Exercise brief:
From the article on the 2026 Utrecht explosions, transcribe the passage that begins with the words "- Location: Utrecht, Netherlands;" and ends after the words "in the area.".

2026 Utrecht explosions
- Date: 15 January 2026
- Time: 15:30 (CET)
- Location: Utrecht, Netherlands;
- Type: Explosion

= 2026 Utrecht explosions =

Explosions in the Netherlands

On 15 January 2026 at 3:30pm, multiple explosions were reported in the city of Utrecht, Netherlands. Initial reports say one building was destroyed and there have been multiple injuries. Neighbouring buildings have had their roofs blown off and the explosion has left glass on the street. The explosion caused a fire and an emergency hospital was set up in the area.

== Explosions ==

On 15 January 2026, one or more explosions occurred in the Visscherssteeg in the historic city centre of Utrecht at around 15:30 local time, followed by a large fire. The blasts caused significant structural damage, with multiple buildings partially or completely collapsing and surrounding properties sustaining heavy damage. The force of the explosions shattered windows, displaced roof tiles, and scattered debris across nearby streets, prompting authorities to cordon off a wide area.

Emergency services rapidly deployed in large numbers, including firefighters, police, medical teams, and specialized urban search and rescue units. Due to the instability of the damaged buildings and the ongoing fire, responders were initially unable to enter some structures and instead fought the blaze from the outside. Drones and search dogs were used to assess the situation and search for possible victims trapped under rubble, while nearby residents were evacuated and accommodated elsewhere.

Data to examine:
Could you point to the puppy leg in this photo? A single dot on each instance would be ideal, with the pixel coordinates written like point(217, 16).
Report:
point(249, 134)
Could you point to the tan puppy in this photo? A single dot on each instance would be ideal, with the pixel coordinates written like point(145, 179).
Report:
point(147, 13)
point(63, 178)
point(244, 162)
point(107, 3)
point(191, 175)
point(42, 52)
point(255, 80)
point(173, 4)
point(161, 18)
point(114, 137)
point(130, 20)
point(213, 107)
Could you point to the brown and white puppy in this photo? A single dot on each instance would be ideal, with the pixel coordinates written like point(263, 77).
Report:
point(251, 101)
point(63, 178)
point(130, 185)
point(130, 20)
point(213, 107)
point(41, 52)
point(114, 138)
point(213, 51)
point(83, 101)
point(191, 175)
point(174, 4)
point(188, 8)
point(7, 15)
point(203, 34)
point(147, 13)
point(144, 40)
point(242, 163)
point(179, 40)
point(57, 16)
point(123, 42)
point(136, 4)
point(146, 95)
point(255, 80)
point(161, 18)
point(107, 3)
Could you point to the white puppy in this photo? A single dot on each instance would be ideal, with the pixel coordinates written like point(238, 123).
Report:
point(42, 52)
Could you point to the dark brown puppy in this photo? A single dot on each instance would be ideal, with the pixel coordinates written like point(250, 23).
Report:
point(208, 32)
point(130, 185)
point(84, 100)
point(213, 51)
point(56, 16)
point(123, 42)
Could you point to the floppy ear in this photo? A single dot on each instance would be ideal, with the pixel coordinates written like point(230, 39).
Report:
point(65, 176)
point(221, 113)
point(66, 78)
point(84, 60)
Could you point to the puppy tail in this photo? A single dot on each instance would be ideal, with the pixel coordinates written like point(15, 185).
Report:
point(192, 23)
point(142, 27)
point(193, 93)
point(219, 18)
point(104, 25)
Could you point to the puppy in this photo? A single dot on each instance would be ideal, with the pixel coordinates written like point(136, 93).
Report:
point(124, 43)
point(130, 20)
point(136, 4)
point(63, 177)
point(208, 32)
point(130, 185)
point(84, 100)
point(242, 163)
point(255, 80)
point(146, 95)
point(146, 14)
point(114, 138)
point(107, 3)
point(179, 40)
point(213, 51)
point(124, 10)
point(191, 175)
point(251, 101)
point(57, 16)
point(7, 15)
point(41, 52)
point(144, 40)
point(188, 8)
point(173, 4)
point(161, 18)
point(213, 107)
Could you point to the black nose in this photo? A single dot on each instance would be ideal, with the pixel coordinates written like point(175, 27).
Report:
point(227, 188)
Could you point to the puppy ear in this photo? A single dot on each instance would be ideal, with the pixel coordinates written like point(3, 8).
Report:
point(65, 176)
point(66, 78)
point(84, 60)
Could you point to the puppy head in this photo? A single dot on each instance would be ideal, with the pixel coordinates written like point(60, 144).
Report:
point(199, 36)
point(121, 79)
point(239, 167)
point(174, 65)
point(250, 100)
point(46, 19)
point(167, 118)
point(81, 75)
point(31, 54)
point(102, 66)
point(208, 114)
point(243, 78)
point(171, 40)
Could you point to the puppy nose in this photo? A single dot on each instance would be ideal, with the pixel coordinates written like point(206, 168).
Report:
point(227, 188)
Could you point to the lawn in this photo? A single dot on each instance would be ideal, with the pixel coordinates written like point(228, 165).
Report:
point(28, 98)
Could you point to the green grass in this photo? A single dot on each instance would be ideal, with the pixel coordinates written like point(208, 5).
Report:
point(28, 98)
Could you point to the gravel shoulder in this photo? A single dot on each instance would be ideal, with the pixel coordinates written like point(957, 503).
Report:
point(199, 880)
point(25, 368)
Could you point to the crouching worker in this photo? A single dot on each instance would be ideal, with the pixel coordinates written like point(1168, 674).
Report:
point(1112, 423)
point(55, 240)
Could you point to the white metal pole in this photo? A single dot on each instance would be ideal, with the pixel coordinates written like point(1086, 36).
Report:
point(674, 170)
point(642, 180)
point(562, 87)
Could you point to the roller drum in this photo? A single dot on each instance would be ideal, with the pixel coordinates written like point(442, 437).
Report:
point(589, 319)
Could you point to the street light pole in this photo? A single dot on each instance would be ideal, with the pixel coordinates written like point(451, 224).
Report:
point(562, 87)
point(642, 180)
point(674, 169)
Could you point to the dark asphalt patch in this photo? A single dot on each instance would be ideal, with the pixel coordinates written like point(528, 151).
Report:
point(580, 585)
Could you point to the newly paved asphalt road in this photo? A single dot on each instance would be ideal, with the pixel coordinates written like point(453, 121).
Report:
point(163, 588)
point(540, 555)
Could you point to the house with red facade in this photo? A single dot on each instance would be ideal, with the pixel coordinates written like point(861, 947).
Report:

Finished exercise:
- Location: Utrecht, Netherlands;
- Type: Explosion

= 2026 Utrecht explosions =

Explosions in the Netherlands

On 15 January 2026 at 3:30pm, multiple explosions were reported in the city of Utrecht, Netherlands. Initial reports say one building was destroyed and there have been multiple injuries. Neighbouring buildings have had their roofs blown off and the explosion has left glass on the street. The explosion caused a fire and an emergency hospital was set up in the area.